* _Goal_:
Which of the lines below contain the word "decorative"? Copy out each of those lines.
----
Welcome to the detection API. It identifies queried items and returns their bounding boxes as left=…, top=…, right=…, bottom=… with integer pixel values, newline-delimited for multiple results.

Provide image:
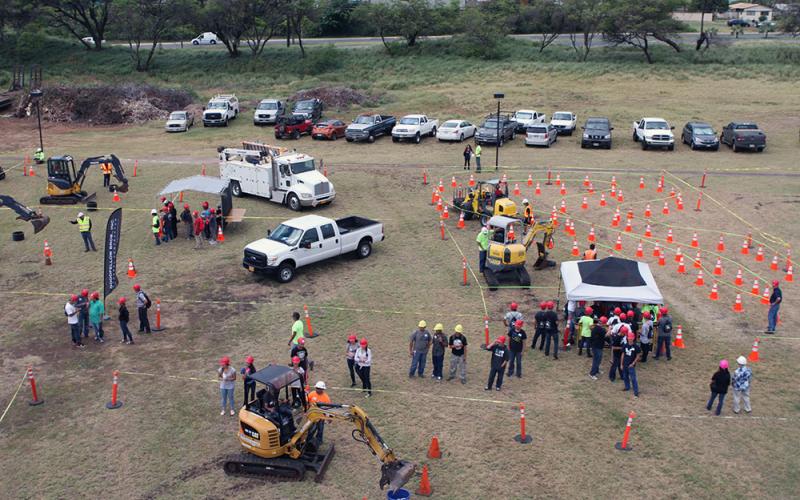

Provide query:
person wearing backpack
left=653, top=307, right=672, bottom=361
left=133, top=283, right=153, bottom=333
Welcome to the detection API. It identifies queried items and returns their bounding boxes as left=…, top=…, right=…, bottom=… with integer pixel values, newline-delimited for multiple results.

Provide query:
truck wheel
left=278, top=264, right=294, bottom=283
left=356, top=239, right=372, bottom=259
left=286, top=194, right=303, bottom=212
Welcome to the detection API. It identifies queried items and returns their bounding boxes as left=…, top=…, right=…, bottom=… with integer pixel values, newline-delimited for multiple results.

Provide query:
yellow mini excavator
left=483, top=215, right=555, bottom=290
left=39, top=155, right=128, bottom=205
left=223, top=364, right=416, bottom=490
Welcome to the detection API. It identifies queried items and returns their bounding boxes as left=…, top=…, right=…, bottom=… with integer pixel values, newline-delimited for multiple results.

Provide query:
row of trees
left=0, top=0, right=800, bottom=71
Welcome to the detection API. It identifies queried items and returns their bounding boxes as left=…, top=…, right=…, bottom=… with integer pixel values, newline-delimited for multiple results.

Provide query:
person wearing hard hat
left=217, top=356, right=236, bottom=416
left=732, top=356, right=753, bottom=415
left=408, top=320, right=432, bottom=378
left=447, top=325, right=467, bottom=384
left=483, top=335, right=509, bottom=391
left=431, top=323, right=447, bottom=380
left=69, top=212, right=97, bottom=252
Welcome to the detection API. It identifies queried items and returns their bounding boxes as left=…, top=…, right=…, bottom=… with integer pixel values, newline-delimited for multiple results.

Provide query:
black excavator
left=0, top=194, right=50, bottom=234
left=39, top=154, right=128, bottom=205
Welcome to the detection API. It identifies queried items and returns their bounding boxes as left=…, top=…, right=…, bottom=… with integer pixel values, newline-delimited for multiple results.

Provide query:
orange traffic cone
left=428, top=436, right=442, bottom=458
left=672, top=325, right=686, bottom=349
left=416, top=465, right=433, bottom=497
left=747, top=337, right=758, bottom=363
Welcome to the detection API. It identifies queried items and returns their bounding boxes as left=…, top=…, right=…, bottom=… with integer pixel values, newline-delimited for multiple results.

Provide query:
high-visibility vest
left=78, top=215, right=92, bottom=233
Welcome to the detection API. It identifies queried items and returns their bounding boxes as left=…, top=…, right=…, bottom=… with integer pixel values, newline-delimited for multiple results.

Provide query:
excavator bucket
left=380, top=460, right=417, bottom=491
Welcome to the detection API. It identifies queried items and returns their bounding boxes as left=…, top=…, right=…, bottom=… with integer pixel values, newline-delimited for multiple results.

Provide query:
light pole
left=494, top=92, right=506, bottom=171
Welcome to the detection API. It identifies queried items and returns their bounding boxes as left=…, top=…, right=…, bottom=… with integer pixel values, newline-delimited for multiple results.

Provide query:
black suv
left=581, top=116, right=614, bottom=149
left=292, top=99, right=323, bottom=123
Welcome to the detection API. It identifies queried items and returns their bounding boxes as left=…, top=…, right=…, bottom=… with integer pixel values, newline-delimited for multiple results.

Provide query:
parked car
left=311, top=120, right=347, bottom=141
left=581, top=116, right=614, bottom=149
left=392, top=115, right=439, bottom=144
left=292, top=99, right=323, bottom=123
left=242, top=215, right=385, bottom=283
left=720, top=122, right=767, bottom=153
left=253, top=99, right=286, bottom=125
left=475, top=114, right=517, bottom=146
left=633, top=118, right=675, bottom=151
left=203, top=94, right=239, bottom=127
left=345, top=115, right=397, bottom=142
left=275, top=114, right=314, bottom=139
left=219, top=143, right=336, bottom=211
left=164, top=111, right=194, bottom=132
left=192, top=31, right=219, bottom=45
left=550, top=111, right=578, bottom=135
left=525, top=123, right=558, bottom=148
left=511, top=109, right=547, bottom=133
left=436, top=120, right=475, bottom=142
left=681, top=122, right=719, bottom=151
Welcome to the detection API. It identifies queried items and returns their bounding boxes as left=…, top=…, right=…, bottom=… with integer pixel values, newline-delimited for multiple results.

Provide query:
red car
left=311, top=120, right=347, bottom=141
left=275, top=115, right=314, bottom=139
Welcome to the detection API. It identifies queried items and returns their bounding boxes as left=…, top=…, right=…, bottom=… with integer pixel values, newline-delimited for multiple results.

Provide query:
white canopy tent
left=561, top=257, right=664, bottom=304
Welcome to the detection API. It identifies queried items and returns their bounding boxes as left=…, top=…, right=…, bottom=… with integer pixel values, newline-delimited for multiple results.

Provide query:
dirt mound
left=42, top=84, right=192, bottom=125
left=289, top=87, right=380, bottom=109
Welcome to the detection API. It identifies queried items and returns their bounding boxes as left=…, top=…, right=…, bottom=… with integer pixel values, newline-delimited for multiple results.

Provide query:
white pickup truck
left=392, top=115, right=439, bottom=144
left=203, top=94, right=239, bottom=127
left=633, top=118, right=675, bottom=151
left=242, top=215, right=385, bottom=283
left=218, top=142, right=336, bottom=211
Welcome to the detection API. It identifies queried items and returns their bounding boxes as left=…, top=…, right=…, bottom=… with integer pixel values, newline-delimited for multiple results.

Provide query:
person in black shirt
left=484, top=336, right=509, bottom=391
left=507, top=319, right=528, bottom=378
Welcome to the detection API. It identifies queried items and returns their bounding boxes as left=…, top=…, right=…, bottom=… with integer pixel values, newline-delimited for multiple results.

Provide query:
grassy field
left=0, top=44, right=800, bottom=499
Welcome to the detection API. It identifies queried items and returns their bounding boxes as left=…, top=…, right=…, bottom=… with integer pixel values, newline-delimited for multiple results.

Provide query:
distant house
left=728, top=2, right=772, bottom=22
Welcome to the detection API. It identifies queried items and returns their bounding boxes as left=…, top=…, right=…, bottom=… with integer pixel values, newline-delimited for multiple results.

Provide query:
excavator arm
left=290, top=403, right=416, bottom=491
left=0, top=194, right=50, bottom=234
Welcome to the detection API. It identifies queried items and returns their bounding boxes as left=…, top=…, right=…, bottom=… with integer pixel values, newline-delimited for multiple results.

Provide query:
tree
left=602, top=0, right=682, bottom=64
left=42, top=0, right=113, bottom=50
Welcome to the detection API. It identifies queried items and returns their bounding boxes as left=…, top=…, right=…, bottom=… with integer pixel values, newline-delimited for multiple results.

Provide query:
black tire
left=286, top=194, right=303, bottom=212
left=231, top=181, right=242, bottom=198
left=356, top=238, right=372, bottom=259
left=276, top=262, right=295, bottom=283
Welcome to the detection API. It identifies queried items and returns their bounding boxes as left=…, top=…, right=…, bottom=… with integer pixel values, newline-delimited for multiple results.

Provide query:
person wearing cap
left=431, top=323, right=447, bottom=380
left=767, top=280, right=783, bottom=334
left=653, top=307, right=672, bottom=361
left=64, top=294, right=83, bottom=347
left=578, top=306, right=594, bottom=358
left=732, top=356, right=753, bottom=415
left=447, top=325, right=467, bottom=384
left=589, top=316, right=608, bottom=380
left=503, top=302, right=525, bottom=333
left=118, top=297, right=133, bottom=344
left=544, top=300, right=559, bottom=359
left=639, top=311, right=653, bottom=363
left=217, top=356, right=236, bottom=416
left=239, top=356, right=258, bottom=404
left=192, top=210, right=206, bottom=250
left=706, top=359, right=731, bottom=415
left=133, top=283, right=152, bottom=333
left=484, top=335, right=509, bottom=391
left=69, top=212, right=97, bottom=252
left=507, top=319, right=528, bottom=378
left=355, top=338, right=372, bottom=398
left=89, top=292, right=106, bottom=343
left=622, top=326, right=642, bottom=398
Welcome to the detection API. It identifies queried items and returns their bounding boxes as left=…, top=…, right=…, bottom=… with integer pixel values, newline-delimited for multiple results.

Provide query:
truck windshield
left=291, top=160, right=315, bottom=175
left=267, top=224, right=303, bottom=247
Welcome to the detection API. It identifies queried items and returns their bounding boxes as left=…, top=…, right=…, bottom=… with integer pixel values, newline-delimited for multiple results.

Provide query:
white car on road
left=436, top=120, right=475, bottom=142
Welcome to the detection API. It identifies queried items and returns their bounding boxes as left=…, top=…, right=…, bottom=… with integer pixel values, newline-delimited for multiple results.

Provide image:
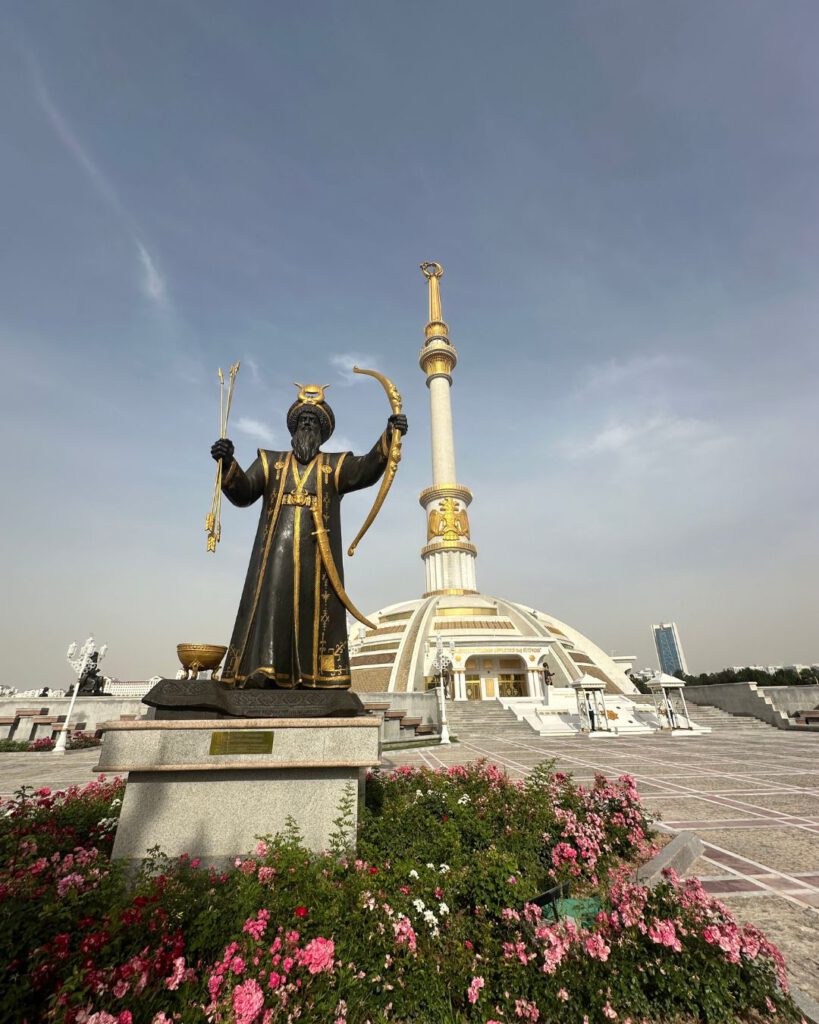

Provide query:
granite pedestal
left=95, top=716, right=380, bottom=864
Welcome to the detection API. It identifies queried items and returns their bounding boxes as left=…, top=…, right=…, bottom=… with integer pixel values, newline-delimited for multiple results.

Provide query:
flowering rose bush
left=0, top=764, right=800, bottom=1024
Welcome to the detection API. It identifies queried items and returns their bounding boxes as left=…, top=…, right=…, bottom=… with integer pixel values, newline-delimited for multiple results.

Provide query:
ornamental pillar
left=419, top=263, right=478, bottom=597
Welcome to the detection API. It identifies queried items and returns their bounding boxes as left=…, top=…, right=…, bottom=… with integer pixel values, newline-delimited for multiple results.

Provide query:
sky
left=0, top=0, right=819, bottom=688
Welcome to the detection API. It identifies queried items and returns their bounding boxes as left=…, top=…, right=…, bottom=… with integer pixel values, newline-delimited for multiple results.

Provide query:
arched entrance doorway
left=464, top=654, right=530, bottom=700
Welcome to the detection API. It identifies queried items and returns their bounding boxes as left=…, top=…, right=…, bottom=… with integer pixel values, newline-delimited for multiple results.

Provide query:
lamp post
left=51, top=636, right=109, bottom=754
left=435, top=636, right=451, bottom=744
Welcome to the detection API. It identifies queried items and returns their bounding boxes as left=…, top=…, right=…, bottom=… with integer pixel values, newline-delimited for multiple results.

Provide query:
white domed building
left=350, top=263, right=692, bottom=734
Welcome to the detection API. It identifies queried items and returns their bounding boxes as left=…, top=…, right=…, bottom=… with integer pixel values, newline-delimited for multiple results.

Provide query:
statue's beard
left=291, top=427, right=321, bottom=464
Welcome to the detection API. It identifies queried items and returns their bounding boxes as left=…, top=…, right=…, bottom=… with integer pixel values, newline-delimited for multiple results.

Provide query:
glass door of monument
left=499, top=672, right=526, bottom=697
left=466, top=672, right=481, bottom=700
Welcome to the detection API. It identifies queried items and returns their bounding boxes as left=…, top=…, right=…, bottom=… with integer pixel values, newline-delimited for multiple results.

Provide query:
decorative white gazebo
left=648, top=672, right=693, bottom=732
left=571, top=674, right=611, bottom=736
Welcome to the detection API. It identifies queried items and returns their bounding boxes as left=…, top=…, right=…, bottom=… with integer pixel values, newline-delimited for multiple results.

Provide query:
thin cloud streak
left=330, top=352, right=376, bottom=387
left=235, top=416, right=275, bottom=445
left=563, top=413, right=729, bottom=460
left=25, top=51, right=168, bottom=309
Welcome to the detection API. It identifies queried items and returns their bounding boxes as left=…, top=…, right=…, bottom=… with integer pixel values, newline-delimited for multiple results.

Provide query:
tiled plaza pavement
left=385, top=710, right=819, bottom=1000
left=0, top=709, right=819, bottom=1000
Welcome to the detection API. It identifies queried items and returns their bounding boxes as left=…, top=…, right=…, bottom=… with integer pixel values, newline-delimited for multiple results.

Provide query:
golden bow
left=347, top=367, right=401, bottom=558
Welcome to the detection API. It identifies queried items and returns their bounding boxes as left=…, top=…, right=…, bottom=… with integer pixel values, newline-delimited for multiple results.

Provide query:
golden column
left=419, top=263, right=477, bottom=596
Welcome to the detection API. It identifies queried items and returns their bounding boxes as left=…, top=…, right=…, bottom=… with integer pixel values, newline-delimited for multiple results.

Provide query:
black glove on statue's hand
left=387, top=413, right=408, bottom=435
left=211, top=437, right=233, bottom=473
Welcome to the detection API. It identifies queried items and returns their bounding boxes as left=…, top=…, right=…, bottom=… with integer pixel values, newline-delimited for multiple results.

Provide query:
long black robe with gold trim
left=216, top=434, right=389, bottom=689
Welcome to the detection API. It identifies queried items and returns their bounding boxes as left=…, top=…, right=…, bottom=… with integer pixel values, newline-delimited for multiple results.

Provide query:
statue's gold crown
left=293, top=382, right=330, bottom=406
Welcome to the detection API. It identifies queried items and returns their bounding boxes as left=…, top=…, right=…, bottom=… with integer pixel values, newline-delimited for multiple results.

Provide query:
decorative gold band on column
left=421, top=541, right=478, bottom=558
left=418, top=483, right=472, bottom=508
left=418, top=340, right=458, bottom=377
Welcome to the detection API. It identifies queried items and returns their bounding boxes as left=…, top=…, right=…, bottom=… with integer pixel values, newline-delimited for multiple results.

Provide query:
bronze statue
left=211, top=385, right=406, bottom=689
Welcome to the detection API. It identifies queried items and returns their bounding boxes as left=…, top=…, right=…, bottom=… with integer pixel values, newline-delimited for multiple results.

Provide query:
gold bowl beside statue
left=176, top=643, right=227, bottom=679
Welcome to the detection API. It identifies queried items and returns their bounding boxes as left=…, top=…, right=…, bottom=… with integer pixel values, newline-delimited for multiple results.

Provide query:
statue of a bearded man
left=211, top=385, right=406, bottom=689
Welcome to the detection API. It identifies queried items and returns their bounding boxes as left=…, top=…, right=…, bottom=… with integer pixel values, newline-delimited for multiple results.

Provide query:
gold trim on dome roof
left=435, top=605, right=500, bottom=616
left=424, top=588, right=478, bottom=597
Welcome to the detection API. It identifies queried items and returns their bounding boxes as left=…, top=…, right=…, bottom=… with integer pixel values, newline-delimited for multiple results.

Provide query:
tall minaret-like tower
left=419, top=263, right=478, bottom=597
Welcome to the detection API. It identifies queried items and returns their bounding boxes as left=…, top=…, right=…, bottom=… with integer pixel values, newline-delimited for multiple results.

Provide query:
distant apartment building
left=651, top=623, right=688, bottom=676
----
* _Written response_:
decorative white gazebo
decorative gold band on column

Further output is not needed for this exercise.